Pull out every line from the rows below that contains the string "shirt". Case matters.

:: Source material

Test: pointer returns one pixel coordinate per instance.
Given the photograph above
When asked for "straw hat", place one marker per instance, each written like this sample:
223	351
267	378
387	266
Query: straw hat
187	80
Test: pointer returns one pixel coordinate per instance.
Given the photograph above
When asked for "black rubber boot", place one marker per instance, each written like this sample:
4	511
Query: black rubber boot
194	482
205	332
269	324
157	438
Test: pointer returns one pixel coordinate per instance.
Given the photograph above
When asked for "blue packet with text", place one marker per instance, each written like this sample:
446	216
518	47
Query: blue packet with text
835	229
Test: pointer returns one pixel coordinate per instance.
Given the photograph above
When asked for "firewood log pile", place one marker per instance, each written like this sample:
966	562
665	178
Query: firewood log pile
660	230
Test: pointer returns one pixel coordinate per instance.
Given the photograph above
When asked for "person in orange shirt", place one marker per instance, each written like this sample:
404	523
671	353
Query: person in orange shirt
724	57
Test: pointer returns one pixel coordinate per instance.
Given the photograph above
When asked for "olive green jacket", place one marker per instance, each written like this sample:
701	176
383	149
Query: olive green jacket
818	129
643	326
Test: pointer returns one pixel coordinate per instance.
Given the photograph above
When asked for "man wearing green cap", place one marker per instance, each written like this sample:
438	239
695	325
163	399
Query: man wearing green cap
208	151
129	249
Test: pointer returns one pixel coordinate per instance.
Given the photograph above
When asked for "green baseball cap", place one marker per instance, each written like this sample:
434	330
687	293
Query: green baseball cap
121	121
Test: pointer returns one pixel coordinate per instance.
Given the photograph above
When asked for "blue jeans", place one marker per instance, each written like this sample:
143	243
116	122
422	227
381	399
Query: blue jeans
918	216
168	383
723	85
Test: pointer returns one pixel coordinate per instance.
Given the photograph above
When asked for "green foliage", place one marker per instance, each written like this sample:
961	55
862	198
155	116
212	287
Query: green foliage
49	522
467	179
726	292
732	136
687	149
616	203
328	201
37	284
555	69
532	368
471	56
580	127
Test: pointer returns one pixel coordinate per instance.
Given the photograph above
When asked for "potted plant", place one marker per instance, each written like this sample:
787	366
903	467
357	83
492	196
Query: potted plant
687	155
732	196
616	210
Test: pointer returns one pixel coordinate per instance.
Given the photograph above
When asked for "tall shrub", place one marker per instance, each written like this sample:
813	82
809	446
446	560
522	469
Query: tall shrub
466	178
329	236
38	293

::::

_Written answer_.
When asked for "person in orange shirt", place one marker per instance, each written like this sample:
Query: person in orange shirt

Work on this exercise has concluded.